§ Exercise brief:
Copy the records word for word, starting at the line that contains "Might I trouble you for the coordinates of the green leaf" and continuing through the last line of the records, with both ends included.

** BEGIN **

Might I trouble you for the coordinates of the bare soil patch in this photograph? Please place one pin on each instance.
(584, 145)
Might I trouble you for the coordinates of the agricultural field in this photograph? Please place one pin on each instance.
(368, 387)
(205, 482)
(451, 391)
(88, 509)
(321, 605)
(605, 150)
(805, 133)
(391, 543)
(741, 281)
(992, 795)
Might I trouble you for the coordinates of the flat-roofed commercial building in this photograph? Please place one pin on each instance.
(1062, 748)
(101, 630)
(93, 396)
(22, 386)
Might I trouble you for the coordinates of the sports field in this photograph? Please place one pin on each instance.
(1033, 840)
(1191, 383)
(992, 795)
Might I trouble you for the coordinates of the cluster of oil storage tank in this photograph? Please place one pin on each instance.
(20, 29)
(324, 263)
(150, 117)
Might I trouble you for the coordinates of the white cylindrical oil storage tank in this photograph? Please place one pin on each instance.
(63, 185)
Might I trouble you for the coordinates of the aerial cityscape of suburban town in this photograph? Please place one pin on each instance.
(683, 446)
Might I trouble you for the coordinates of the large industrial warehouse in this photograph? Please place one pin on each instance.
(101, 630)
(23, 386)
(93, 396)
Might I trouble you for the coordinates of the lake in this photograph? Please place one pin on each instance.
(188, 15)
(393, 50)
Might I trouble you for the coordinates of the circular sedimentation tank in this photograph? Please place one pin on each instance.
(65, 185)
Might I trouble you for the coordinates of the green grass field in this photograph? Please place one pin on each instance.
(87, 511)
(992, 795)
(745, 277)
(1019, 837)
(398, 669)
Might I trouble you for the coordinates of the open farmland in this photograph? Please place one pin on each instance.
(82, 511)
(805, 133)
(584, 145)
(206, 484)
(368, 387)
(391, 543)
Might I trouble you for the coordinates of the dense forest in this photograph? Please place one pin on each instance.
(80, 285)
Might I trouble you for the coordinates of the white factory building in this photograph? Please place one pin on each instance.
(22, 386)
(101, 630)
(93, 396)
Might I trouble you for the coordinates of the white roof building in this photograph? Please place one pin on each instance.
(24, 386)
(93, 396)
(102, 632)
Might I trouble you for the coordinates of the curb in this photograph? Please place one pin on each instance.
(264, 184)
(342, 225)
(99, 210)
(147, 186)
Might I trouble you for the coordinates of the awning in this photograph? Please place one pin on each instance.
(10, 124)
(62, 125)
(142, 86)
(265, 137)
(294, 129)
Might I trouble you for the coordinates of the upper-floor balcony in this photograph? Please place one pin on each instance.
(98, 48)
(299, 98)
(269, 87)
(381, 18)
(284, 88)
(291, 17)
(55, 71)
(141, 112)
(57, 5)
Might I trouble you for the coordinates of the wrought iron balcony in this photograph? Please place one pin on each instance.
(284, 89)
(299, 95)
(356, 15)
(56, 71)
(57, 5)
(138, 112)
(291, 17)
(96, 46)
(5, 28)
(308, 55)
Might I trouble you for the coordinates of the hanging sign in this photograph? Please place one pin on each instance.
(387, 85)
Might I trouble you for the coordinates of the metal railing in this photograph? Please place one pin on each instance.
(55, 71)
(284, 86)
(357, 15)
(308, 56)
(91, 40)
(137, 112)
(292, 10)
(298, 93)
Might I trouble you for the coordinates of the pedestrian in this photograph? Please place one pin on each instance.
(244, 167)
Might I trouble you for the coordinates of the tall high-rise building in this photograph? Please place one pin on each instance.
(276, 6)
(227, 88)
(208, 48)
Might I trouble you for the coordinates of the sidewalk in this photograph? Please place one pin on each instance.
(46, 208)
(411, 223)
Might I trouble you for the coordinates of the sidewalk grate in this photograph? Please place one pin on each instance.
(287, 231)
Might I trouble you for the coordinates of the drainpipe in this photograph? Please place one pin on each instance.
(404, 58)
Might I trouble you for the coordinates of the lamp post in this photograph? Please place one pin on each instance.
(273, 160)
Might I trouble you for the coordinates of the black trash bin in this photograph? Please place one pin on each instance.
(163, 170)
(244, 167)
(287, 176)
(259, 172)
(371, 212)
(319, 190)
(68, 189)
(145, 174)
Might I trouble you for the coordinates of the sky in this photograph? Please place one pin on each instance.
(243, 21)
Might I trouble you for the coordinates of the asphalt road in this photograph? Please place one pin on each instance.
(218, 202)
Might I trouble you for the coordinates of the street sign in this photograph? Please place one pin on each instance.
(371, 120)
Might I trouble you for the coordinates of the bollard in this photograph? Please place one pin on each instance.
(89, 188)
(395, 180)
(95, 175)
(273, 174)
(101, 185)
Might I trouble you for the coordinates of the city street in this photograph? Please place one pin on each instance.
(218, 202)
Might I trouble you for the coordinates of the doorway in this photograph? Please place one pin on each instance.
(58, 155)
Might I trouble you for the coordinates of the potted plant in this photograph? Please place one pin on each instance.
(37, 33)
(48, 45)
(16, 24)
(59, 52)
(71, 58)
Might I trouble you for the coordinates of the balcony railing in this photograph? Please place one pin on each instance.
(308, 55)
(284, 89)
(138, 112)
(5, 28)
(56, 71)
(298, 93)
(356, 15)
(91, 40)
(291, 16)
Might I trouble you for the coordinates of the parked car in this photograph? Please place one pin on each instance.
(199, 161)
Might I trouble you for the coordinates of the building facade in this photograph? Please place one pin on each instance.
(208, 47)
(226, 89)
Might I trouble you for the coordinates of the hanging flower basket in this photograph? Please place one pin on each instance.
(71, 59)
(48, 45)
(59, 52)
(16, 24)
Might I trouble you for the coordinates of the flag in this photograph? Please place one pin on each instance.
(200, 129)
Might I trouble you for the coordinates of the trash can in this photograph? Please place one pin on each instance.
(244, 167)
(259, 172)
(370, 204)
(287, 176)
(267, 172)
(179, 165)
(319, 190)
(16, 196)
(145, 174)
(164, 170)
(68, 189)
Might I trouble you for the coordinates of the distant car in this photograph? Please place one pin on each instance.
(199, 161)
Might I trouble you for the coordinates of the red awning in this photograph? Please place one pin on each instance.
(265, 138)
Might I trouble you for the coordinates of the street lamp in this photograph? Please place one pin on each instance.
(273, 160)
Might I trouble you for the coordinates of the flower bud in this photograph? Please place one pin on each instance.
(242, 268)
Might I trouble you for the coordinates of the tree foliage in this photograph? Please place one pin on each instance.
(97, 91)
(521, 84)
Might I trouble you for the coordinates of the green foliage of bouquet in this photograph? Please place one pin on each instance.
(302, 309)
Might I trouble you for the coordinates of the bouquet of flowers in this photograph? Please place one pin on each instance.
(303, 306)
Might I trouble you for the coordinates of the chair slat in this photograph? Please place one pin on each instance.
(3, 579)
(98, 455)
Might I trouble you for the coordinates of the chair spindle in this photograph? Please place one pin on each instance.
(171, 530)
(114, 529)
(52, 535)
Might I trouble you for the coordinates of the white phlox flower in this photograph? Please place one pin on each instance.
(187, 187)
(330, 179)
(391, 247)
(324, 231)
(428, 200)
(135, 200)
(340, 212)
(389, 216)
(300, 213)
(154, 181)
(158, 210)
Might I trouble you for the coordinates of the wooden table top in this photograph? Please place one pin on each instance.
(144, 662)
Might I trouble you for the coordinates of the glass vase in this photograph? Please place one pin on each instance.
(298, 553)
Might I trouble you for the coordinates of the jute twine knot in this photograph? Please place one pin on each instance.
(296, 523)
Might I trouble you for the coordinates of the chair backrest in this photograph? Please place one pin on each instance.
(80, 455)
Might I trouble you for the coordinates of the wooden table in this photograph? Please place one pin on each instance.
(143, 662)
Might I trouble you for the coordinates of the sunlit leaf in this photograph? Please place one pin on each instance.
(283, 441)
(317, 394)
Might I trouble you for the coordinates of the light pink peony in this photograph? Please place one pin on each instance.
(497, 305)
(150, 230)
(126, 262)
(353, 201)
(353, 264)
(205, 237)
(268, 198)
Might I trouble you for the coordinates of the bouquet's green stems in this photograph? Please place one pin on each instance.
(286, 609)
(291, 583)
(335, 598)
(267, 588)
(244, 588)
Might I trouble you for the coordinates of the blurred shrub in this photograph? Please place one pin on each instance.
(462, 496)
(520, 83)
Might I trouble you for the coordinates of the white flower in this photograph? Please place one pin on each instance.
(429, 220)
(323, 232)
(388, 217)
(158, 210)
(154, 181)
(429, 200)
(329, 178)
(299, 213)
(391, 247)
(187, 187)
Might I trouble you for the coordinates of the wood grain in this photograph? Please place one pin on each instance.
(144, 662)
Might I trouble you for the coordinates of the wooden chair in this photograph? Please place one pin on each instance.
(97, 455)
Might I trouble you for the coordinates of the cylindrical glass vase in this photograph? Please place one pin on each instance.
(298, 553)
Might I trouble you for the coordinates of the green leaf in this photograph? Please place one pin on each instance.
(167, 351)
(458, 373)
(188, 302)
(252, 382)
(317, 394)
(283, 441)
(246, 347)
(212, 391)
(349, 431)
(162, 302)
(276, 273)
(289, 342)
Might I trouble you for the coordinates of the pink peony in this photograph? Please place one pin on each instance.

** END **

§ Task answer:
Might I trouble you for the coordinates of the green leaf in this photograph? Please place one pin on each instance.
(167, 351)
(458, 373)
(188, 302)
(252, 382)
(317, 394)
(283, 441)
(246, 347)
(212, 391)
(349, 431)
(162, 302)
(276, 273)
(289, 342)
Might I trouble you for the coordinates of the pink peony in this photograph? Please place one pin on each instance.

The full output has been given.